→ Goal of the exercise
Keeping each line exactly as it is, output all of the records.

Saved data entries
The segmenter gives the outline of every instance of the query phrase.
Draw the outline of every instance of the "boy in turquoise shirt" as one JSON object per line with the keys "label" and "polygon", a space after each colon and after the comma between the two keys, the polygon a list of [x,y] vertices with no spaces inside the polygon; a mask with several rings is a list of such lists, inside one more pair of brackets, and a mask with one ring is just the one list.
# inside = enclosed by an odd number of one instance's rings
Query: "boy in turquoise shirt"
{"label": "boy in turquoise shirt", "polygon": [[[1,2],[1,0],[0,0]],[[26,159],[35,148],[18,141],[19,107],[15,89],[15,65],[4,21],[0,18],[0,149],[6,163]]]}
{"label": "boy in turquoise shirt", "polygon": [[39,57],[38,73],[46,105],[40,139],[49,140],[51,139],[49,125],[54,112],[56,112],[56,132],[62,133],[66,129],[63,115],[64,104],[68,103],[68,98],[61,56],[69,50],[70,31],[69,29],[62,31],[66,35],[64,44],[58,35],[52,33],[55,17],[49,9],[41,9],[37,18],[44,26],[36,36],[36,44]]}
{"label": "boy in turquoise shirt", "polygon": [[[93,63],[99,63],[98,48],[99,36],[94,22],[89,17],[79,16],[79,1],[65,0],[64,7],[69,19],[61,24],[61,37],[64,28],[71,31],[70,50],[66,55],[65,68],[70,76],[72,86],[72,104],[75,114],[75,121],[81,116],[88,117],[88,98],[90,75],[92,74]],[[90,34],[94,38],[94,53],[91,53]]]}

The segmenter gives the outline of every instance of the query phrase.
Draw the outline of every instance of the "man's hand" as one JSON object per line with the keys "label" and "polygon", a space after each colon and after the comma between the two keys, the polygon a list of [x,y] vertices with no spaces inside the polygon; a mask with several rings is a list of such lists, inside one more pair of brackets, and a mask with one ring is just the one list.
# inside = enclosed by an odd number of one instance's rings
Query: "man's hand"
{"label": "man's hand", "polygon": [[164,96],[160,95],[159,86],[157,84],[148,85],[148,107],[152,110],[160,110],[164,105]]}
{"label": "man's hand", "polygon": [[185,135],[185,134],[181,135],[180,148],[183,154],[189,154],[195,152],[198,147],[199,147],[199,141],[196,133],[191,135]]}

→ Reply to the task
The segmenter gives the outline of every instance of the query phrase.
Draw the outline of every instance of the "boy in turquoise shirt" as one JSON object per line with the keys "label" and "polygon", a space after each colon and after the comma between the two keys, the polygon a list of [x,y] vertices with no spaces inside the polygon; a mask with several rings is a list of such lists, inside one more pair of brackets, and a mask with one ring is just the one list.
# inside = enclosed by an odd number of one instance's rings
Query: "boy in turquoise shirt"
{"label": "boy in turquoise shirt", "polygon": [[[1,2],[1,0],[0,0]],[[26,159],[35,148],[18,141],[19,107],[15,89],[15,65],[4,21],[0,18],[0,149],[6,163]]]}
{"label": "boy in turquoise shirt", "polygon": [[39,57],[38,73],[46,105],[40,139],[49,140],[51,139],[49,125],[54,112],[56,112],[56,132],[62,133],[66,129],[63,115],[64,104],[68,103],[68,98],[61,56],[69,50],[70,31],[69,29],[62,31],[66,35],[64,44],[58,35],[52,33],[55,17],[49,9],[41,9],[37,18],[44,26],[36,36],[36,44]]}
{"label": "boy in turquoise shirt", "polygon": [[[93,63],[99,63],[98,48],[99,36],[94,22],[89,17],[79,16],[79,1],[65,0],[64,7],[69,19],[61,24],[61,37],[64,28],[71,31],[70,50],[66,55],[65,68],[70,76],[72,86],[72,104],[75,114],[75,121],[81,116],[88,117],[88,98],[90,75],[92,74]],[[90,34],[94,38],[94,53],[91,53]]]}

The segmenter gives the outline of every instance of the query phrase.
Draw the outline of every instance of the "man's hand" as one JSON object per line with the keys "label" and "polygon", a space after each colon and after the comma between the two keys, the polygon a list of [x,y] vertices with no spaces inside the polygon; a mask with several rings is a list of such lists, inside one more pair of brackets, and a mask with one ring is just the one list.
# inside = enclosed by an odd number of one instance's rings
Query: "man's hand"
{"label": "man's hand", "polygon": [[164,96],[160,95],[159,86],[157,84],[148,85],[148,107],[152,110],[160,110],[164,105]]}
{"label": "man's hand", "polygon": [[185,135],[185,134],[181,135],[180,148],[183,154],[189,154],[195,152],[198,147],[199,147],[199,141],[196,133],[191,135]]}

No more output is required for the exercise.